### Source
An updated patch that resolves the issues with thumb2 support and adds 
test cases as requested. Looking to check this into GCC 7 stage1 when it 
opens.

2016-02-24  Michael Collison  <michael.collison@arm.com>

     * config/arm/arm-modes.def: Add new condition code mode CC_V
     to represent the overflow bit.
     * config/arm/arm.c (maybe_get_arm_condition_code):
     Add support for CC_Vmode.
     * config/arm/arm.md (addv<mode>4, add<mode>3_compareV,
     addsi3_compareV_upper): New patterns to support signed
     builtin overflow add operations.
     (uaddv<mode>4, add<mode>3_compareC, addsi3_compareV_upper):
     New patterns to support unsigned builtin add overflow operations.
     (subv<mode>4, sub<mode>3_compare1): New patterns to support signed
     builtin overflow subtract operations,
     (usubv<mode>4): New patterns to support unsigned builtin subtract
     overflow operations.
     (negvsi3, negvdi3, negdi2_compare, negsi2_carryin_compare): New 
patterns
     to support builtin overflow negate operations.
     * gcc.target/arm/builtin_saddl.c: New testcase.
     * gcc.target/arm/builtin_saddll.c: New testcase.
     * gcc.target/arm/builtin_uaddl.c: New testcase.
     * gcc.target/arm/builtin_uaddll.c: New testcase.
     * gcc.target/arm/builtin_ssubl.c: New testcase.
     * gcc.target/arm/builtin_ssubll.c: New testcase.
     * gcc.target/arm/builtin_usubl.c: New testcase.
     * gcc.target/arm/builtin_usubll.c: New testcase.

On 02/29/2016 04:13 AM, Kyrill Tkachov wrote:
>
> On 26/02/16 10:32, Michael Collison wrote:
>>
>>
>> On 02/25/2016 02:51 AM, Kyrill Tkachov wrote:
>>> Hi Michael,
>>>
>>> On 24/02/16 23:02, Michael Collison wrote:
>>>> This patch adds support for builtin overflow of add, subtract and 
>>>> negate. This patch is targeted for gcc 7 stage 1. It was tested 
>>>> with no regressions in arm and thumb modes on the following targets:
>>>>
>>>> arm-non-linux-gnueabi
>>>> arm-non-linux-gnuabihf
>>>> armeb-none-linux-gnuabihf
>>>> arm-non-eabi
>>>>
>>>
>>> I'll have a deeper look once we're closer to GCC 7 development.
>>> I've got a few comments in the meantime.
>>>
>>>> 2016-02-24 Michael Collison <michael.collison@arm.com>
>>>>
>>>>     * config/arm/arm-modes.def: Add new condition code mode CC_V
>>>>     to represent the overflow bit.
>>>>     * config/arm/arm.c (maybe_get_arm_condition_code):
>>>>     Add support for CC_Vmode.
>>>>     * config/arm/arm.md (addv<mode>4, add<mode>3_compareV,
>>>>     addsi3_compareV_upper): New patterns to support signed
>>>>     builtin overflow add operations.

### Tasks
A. Decide whether each statement, (i) to (iii), agrees with the patch email. Answer yes or no for each and quote the exact words from the patch email that decide it.
(i) The patch was tested in both arm and thumb modes.
(ii) The updated patch is meant to go into GCC 6.
(iii) The new condition code mode CC_V represents the carry bit.
B. Carry on the patch email from the end of its last line, in the same form.
The lines after this point come from a different source than the patch email.

### Dataset excerpts

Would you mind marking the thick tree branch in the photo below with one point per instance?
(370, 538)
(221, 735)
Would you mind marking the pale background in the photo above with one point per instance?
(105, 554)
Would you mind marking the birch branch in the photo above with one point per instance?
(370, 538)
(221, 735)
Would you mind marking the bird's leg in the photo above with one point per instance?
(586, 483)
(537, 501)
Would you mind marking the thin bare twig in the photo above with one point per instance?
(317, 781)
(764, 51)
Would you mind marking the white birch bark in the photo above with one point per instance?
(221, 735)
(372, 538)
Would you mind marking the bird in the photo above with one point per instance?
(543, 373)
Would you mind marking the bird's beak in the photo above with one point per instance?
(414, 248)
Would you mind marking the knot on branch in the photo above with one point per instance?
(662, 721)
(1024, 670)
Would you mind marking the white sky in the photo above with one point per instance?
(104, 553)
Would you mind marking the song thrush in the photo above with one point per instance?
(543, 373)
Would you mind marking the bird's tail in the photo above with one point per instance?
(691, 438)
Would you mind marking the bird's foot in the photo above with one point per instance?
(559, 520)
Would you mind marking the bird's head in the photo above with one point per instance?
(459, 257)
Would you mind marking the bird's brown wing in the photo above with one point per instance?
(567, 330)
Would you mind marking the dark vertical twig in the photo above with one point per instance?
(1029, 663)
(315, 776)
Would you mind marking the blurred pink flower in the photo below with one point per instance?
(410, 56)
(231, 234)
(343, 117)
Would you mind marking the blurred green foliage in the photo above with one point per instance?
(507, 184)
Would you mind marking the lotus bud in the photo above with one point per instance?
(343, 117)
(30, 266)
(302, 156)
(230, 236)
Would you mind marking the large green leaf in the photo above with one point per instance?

### Per-task outputs
A.
(i) Yes: "in arm and thumb modes"
(ii) No: "Looking to check this into GCC 7 stage1"
(iii) No: "to represent the overflow bit."

B.
>>>>     (uaddv<mode>4, add<mode>3_compareC, addsi3_compareV_upper):
>>>>     New patterns to support unsigned builtin add overflow operations.
>>>>     (subv<mode>4, sub<mode>3_compare1): New patterns to support signed
>>>>     builtin overflow subtract operations,
>>>>     (usubv<mode>4): New patterns to support unsigned builtin subtract
>>>>     overflow operations.
>>>>     (negvsi3, negvdi3, negdi2_compre, negsi2_carryin_compare): New 
>>>> patterns
>>>>     to support builtin overflow negate operations.
>>>>
>>>>
>>>
>>> Can you please summarise what sequences are generated for these 
>>> operations, and how
>>> they are better than the default fallback sequences.
>>
>> Sure for a simple test case such as:
>>
>> int
>> fn3 (int x, int y, int *ovf)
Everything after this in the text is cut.